Directive 1: Output the part of the software migration excerpt between "Testing and Observability Gaps" and "late-stage migration problems.", inclusive, copied word for word.

Extract:
####################

Dividing ownership between teams focused on stability and those driving new functionality often leads to conflicting goals.

"The replacement team has every reason to declare victory early; the legacy team has every reason to keep the lights on and avoid change. They will pull in opposite directions, and the routing layer becomes a political battle instead of an engineering tool." – Palakorn Voramongkol, Software Engineer ^[4]

Without a migration lead to unify efforts, decisions about routing, cutover timing, and endpoint retirement are made in silos. This lack of coordination results in duplicated work, inconsistent assumptions, and decision-making bottlenecks. A single migration lead can resolve these issues by taking ownership of the migration map, defining cutover criteria, and ensuring legacy code is retired only after the new system is fully validated. While individual teams can still manage their respective codebases, the migration itself needs one person to steer the ship and maintain accountability.

How Context Gets Lost Across Teams and How to Prevent It

Long migrations often involve developer turnover and frequent handoffs, which can erode institutional knowledge. Each transition risks losing critical context, such as why certain boundaries exist or why specific fields were mapped in a particular way. Without clear documentation, new developers are left guessing – and those guesses often lead to compounding mistakes.

To combat this, adopt two documentation practices:

• Maintain a root-level migration.md file that lists every route, database table, and integration, along with its status and owner.
• Use concise Architecture Decision Records (ADRs) to document the reasoning behind key decisions. These don’t need to be lengthy – just a few sentences explaining the "why" behind a choice can save hours of future rework.

Another effective strategy is the "scream test", which involves temporarily disabling a legacy connection to uncover undocumented dependencies. While blunt, this method reliably exposes hidden integrations that written records often miss. By addressing these gaps, teams can make better migration decisions that prioritize what matters most to the business.

Making Migration Decisions Based on Business Impact, Not Just Tech Debt

While technical debt is a useful internal concept, it’s not always the best guide for migration sequencing. Focusing on the messiest or oldest code first often results in teams spending significant time on endpoints that provide little business value. The migration appears active, but its impact goes unnoticed.

A more effective approach is to evaluate endpoints using a weighted matrix based on three factors: business value, change frequency, and complexity ^[6]. This method highlights high-value endpoints that are frequently updated and relatively simple to migrate – areas where improvements will be felt immediately. For example, a Series B e-commerce company applied this approach after a $2M failed rewrite. By focusing on their product catalog, search, and checkout APIs, they completed the migration in 8 months for roughly $400,000, achieving zero downtime ^[6].

To secure ongoing support, migration efforts should be tied to measurable business outcomes. Metrics like revenue impact and churn reduction should drive sequencing decisions, rather than focusing solely on code age or complexity. When a migration lead can demonstrate improved business performance tied to specific changes, it helps build trust and ensures continued funding for the project.

Testing and Observability Gaps That Let Legacy and Modern Paths Drift Apart

Even the best-planned migrations can stumble when teams lose visibility between legacy and modern systems. Without precise testing and observability, legacy quirks can sneak into the new system, causing unexpected issues. Behavioral drift – when the old and new systems start behaving differently – often leads to late-stage migration problems.

####################

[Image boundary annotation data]
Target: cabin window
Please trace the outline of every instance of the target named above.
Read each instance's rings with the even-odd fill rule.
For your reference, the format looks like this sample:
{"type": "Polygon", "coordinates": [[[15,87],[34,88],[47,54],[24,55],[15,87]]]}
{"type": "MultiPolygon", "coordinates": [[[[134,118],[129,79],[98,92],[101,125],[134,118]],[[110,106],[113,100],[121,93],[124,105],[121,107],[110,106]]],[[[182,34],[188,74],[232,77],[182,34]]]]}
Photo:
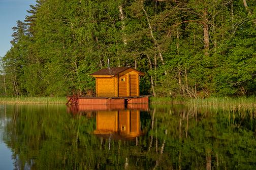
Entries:
{"type": "Polygon", "coordinates": [[[121,130],[122,131],[125,131],[125,125],[122,125],[122,129],[121,129],[121,130]]]}

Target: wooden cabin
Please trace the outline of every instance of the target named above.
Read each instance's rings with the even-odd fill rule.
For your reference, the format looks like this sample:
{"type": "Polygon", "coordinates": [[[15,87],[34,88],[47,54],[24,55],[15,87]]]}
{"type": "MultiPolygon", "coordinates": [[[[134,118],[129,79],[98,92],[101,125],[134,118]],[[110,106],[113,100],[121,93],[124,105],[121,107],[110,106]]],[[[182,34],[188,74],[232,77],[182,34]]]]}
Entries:
{"type": "Polygon", "coordinates": [[[139,76],[144,73],[130,67],[103,68],[90,75],[96,78],[97,97],[140,96],[139,76]]]}

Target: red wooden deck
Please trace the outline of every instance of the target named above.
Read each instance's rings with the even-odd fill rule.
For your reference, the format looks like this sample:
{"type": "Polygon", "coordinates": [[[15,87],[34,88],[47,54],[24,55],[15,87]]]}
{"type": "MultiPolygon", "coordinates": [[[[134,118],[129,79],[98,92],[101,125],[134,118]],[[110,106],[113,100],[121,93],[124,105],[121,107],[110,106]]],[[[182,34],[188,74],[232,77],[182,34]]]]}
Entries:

####################

Directive 2: Pull out each line of the rows that contains the string "wooden", treating uppercase and lowercase as different.

Full answer 1:
Testing and Observability Gaps That Let Legacy and Modern Paths Drift Apart

Even the best-planned migrations can stumble when teams lose visibility between legacy and modern systems. Without precise testing and observability, legacy quirks can sneak into the new system, causing unexpected issues. Behavioral drift – when the old and new systems start behaving differently – often leads to late-stage migration problems.

Full answer 2:
Target: wooden cabin
Target: red wooden deck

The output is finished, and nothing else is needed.